Document extract>
=== Begin Enclosure ===

Research Technical Report
Intertidal Macroalgal Cover Modifies Pelvetiopsis Recruitment
Amber Szoboszlai (March 2007)
Poster presentation and Best Graduate Student Poster at the 2007 Sanctuary Currents Symposium, Seaside, CA
One of the most conspicuous aspects of intertidal habitats along the coast of western North America is the distinct zonation pattern of biological organisms relative to tidal height. Ecologists initially attributed this pattern to biological interactions such as competition, however, more recently stress has emerged as an important factor in determining where different species live. In the high intertidal along the central California coast and on the rocky shores of the Monterey Bay National Marine Sanctuary, common stressors include high temperature during daytime low tides, high desiccation, and large waves on exposed coastlines during the winter storm swell season. This study addresses how intertidal algal canopies modify the survival of juvenile stages of the ubiquitous fucoid alga Pelvetiopsis limitata. Initial observations of Pelvetiopsis juveniles growing within the turf-like thallus of Endocladia muricata suggested a facilitative relationship between algal cover and algal recruitment. Permanent plots were established and algal cover was manipulated to include Endocladia only, Pelvetiopsis only, or complete removal of algal cover for one year. Pelvetiopsis recruits <1cm high in the different treatments were counted monthly. Results indicated that Pelvetiopsis recruitment was enhanced at intermediate levels of algal cover, and reduced at very low and high levels of cover. Furthermore, algal canopy species composition had little effect on Pelvetiopsis recruitment; this observation was further supported by the springtime appearance of Porphyra sp. in the plots and subsequent high numbers of Pelvetiopsis recruits. This relationship suggests that the potential for algal canopy cover to impact juvenile algal survival has more to do with the natural history of the canopy species (i.e. the timing of Porphyra recruitment) than with the composition of the canopy species (i.e. the structure of the Endocladia canopy vs. the Pelvetiopsis canopy). The relationship between algal canopy cover and recruitment success of intertidal organisms has important implications for modeling the population dynamics of dominant intertidal algae, and understanding patterns of species distribution and diversity.

=== End Enclosure ===

To do> Reproduce the full report on macroalgal cover and Pelvetiopsis recruitment word for word, from its header line through its final sentence. The data that comes next is separate material with no connection to the report.

Source data>
=== Begin Enclosure ===

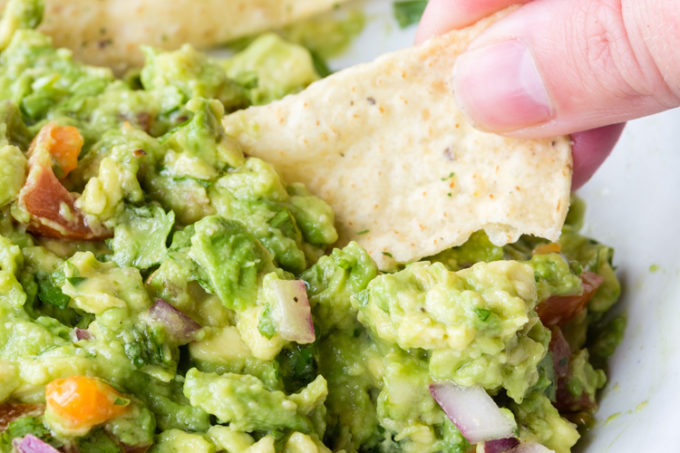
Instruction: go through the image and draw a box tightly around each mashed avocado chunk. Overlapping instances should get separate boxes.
[0,0,625,453]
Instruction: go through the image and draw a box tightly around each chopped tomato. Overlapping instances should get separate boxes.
[19,163,99,240]
[536,271,604,327]
[28,122,83,178]
[531,242,562,255]
[549,327,571,379]
[45,376,130,432]
[0,403,45,433]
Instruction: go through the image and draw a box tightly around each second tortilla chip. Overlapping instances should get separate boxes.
[224,10,572,269]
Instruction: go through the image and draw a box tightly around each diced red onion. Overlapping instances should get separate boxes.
[272,280,316,344]
[508,442,555,453]
[73,327,93,340]
[12,434,59,453]
[430,382,515,444]
[149,299,201,342]
[484,437,519,453]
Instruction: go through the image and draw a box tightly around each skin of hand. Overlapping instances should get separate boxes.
[416,0,680,189]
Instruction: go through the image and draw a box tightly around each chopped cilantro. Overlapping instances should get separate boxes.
[393,0,427,28]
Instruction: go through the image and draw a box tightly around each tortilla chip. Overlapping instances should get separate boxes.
[0,0,346,72]
[223,10,572,269]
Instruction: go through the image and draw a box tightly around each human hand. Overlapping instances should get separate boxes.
[416,0,680,189]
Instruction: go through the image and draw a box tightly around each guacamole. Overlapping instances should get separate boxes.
[0,0,625,453]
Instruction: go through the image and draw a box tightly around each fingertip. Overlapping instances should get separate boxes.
[571,123,625,190]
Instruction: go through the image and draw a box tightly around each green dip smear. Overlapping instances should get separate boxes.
[0,1,625,453]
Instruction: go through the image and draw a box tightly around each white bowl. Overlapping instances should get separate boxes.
[331,0,680,453]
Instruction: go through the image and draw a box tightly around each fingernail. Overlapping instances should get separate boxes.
[453,41,554,132]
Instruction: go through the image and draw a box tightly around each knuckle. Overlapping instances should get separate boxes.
[574,0,677,107]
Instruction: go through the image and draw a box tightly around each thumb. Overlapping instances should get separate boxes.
[454,0,680,137]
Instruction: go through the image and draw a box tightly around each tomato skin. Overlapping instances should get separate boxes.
[45,376,130,432]
[18,123,111,240]
[19,164,98,240]
[0,403,45,433]
[536,271,604,327]
[28,122,84,178]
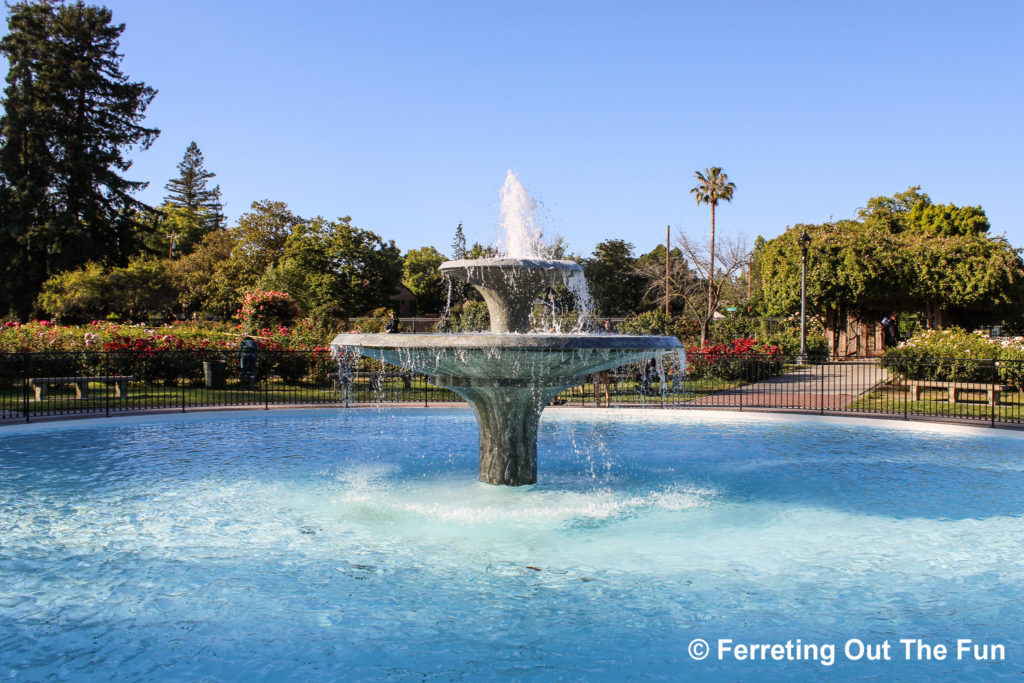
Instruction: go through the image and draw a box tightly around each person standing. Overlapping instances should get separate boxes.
[239,335,259,388]
[384,310,398,335]
[594,318,615,408]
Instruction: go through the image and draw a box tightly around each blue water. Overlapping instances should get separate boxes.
[0,409,1024,681]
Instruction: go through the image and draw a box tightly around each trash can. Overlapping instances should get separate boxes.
[203,360,227,389]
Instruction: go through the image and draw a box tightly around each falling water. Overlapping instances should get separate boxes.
[499,169,543,258]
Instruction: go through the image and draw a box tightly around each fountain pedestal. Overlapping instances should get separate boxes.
[331,259,682,486]
[431,377,574,486]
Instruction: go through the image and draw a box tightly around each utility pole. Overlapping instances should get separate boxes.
[665,225,672,315]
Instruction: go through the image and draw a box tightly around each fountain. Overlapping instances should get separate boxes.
[331,171,682,486]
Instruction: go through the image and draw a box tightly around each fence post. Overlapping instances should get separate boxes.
[988,359,999,427]
[103,351,110,417]
[903,360,910,420]
[178,356,186,413]
[22,353,32,422]
[818,357,828,415]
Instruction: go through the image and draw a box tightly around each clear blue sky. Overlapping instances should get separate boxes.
[68,0,1024,254]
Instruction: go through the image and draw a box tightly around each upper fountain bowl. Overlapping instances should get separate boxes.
[439,258,583,334]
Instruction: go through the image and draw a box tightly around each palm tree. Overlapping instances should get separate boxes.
[690,166,736,346]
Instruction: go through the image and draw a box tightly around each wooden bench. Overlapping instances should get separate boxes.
[906,380,1007,405]
[328,371,413,391]
[25,375,135,400]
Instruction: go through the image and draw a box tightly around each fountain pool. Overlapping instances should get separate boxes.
[0,409,1024,681]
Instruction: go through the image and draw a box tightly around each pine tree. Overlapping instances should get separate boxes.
[164,140,224,231]
[452,222,469,261]
[0,0,160,317]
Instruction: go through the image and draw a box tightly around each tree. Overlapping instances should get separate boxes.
[676,232,751,346]
[636,245,693,312]
[39,257,175,323]
[230,200,307,288]
[164,140,224,241]
[168,230,238,321]
[452,222,469,261]
[690,166,736,345]
[260,216,402,326]
[148,203,211,258]
[401,247,447,313]
[0,0,160,317]
[756,187,1024,345]
[582,240,646,315]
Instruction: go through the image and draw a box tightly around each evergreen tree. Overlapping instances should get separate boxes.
[0,0,160,317]
[452,222,469,261]
[164,140,224,231]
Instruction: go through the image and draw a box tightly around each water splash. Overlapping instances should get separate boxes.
[498,169,544,258]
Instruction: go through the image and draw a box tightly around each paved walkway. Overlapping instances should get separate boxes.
[689,360,889,411]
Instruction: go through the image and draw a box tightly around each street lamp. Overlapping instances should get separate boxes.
[797,230,811,365]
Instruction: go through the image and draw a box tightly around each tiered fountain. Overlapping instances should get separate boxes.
[331,171,682,486]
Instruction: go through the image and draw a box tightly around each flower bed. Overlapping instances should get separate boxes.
[0,321,336,384]
[882,328,1024,391]
[686,337,782,382]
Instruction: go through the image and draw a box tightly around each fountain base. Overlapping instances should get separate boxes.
[431,378,579,486]
[332,334,682,486]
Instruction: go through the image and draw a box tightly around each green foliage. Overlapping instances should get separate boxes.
[617,308,685,336]
[148,204,211,258]
[38,257,175,323]
[0,0,160,318]
[756,187,1024,325]
[690,166,736,208]
[581,240,646,316]
[401,247,447,314]
[225,200,306,289]
[452,301,490,332]
[353,306,401,334]
[999,338,1024,391]
[881,328,1002,382]
[167,230,239,321]
[709,315,828,355]
[260,216,402,322]
[239,290,299,334]
[164,140,224,235]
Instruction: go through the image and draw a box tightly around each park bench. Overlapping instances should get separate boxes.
[906,380,1007,405]
[328,371,413,391]
[26,375,135,400]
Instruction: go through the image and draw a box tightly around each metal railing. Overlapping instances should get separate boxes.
[0,350,1024,426]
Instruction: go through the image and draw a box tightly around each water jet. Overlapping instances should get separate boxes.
[331,175,682,486]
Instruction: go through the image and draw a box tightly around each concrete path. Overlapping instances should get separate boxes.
[688,360,889,411]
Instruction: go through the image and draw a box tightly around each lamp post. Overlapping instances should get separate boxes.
[797,230,811,365]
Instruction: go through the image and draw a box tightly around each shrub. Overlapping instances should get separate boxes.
[354,307,401,334]
[881,328,1002,382]
[238,290,299,334]
[686,337,782,382]
[452,301,490,332]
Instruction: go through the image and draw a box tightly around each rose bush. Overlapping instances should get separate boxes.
[686,337,783,382]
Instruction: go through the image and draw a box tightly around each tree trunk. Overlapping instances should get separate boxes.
[700,202,715,346]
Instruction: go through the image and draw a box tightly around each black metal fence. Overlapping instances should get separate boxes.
[0,350,1024,425]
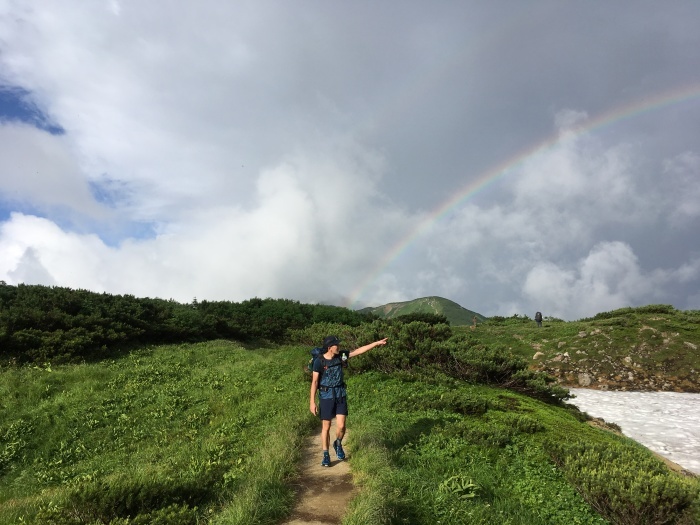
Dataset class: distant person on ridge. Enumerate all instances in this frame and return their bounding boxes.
[309,335,386,467]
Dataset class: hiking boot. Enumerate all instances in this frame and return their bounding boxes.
[333,439,345,461]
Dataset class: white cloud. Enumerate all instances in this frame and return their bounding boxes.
[523,242,699,319]
[0,0,700,316]
[0,123,106,218]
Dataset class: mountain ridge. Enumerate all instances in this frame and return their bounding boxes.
[357,295,488,326]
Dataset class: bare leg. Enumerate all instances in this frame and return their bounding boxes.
[335,414,345,441]
[321,419,331,450]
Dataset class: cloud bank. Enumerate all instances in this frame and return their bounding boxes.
[0,0,700,319]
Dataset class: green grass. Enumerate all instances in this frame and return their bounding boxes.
[0,334,700,525]
[0,341,317,524]
[344,373,700,525]
[455,305,700,392]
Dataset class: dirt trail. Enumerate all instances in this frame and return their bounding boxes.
[282,420,355,525]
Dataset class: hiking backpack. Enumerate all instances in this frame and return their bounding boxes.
[305,346,349,375]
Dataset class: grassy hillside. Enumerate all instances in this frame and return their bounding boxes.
[359,297,486,326]
[460,305,700,392]
[0,334,700,525]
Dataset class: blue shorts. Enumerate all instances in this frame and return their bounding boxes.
[318,397,348,421]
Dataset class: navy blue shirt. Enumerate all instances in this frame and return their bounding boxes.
[313,352,350,399]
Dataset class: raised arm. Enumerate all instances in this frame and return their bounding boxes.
[348,337,387,357]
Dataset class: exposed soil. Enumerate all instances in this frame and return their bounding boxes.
[282,420,355,525]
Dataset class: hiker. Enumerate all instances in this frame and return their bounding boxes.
[309,335,387,467]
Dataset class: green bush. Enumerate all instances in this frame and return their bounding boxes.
[545,440,700,525]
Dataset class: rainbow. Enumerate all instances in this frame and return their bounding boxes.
[346,85,700,308]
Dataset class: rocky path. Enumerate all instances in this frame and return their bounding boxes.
[282,420,355,525]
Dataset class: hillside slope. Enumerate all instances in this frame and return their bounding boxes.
[359,296,486,326]
[469,305,700,392]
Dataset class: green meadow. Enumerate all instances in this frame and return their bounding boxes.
[0,334,700,525]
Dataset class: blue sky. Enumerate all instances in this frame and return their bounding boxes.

=== End Enclosure ===

Answer section>
Research Technical Report
Intertidal Macroalgal Cover Modifies Pelvetiopsis Recruitment
Amber Szoboszlai (March 2007)
Poster presentation and Best Graduate Student Poster at the 2007 Sanctuary Currents Symposium, Seaside, CA
One of the most conspicuous aspects of intertidal habitats along the coast of western North America is the distinct zonation pattern of biological organisms relative to tidal height. Ecologists initially attributed this pattern to biological interactions such as competition, however, more recently stress has emerged as an important factor in determining where different species live. In the high intertidal along the central California coast and on the rocky shores of the Monterey Bay National Marine Sanctuary, common stressors include high temperature during daytime low tides, high desiccation, and large waves on exposed coastlines during the winter storm swell season. This study addresses how intertidal algal canopies modify the survival of juvenile stages of the ubiquitous fucoid alga Pelvetiopsis limitata. Initial observations of Pelvetiopsis juveniles growing within the turf-like thallus of Endocladia muricata suggested a facilitative relationship between algal cover and algal recruitment. Permanent plots were established and algal cover was manipulated to include Endocladia only, Pelvetiopsis only, or complete removal of algal cover for one year. Pelvetiopsis recruits <1cm high in the different treatments were counted monthly. Results indicated that Pelvetiopsis recruitment was enhanced at intermediate levels of algal cover, and reduced at very low and high levels of cover. Furthermore, algal canopy species composition had little effect on Pelvetiopsis recruitment; this observation was further supported by the springtime appearance of Porphyra sp. in the plots and subsequent high numbers of Pelvetiopsis recruits. This relationship suggests that the potential for algal canopy cover to impact juvenile algal survival has more to do with the natural history of the canopy species (i.e. the timing of Porphyra recruitment) than with the composition of the canopy species (i.e. the structure of the Endocladia canopy vs. the Pelvetiopsis canopy). The relationship between algal canopy cover and recruitment success of intertidal organisms has important implications for modeling the population dynamics of dominant intertidal algae, and understanding patterns of species distribution and diversity.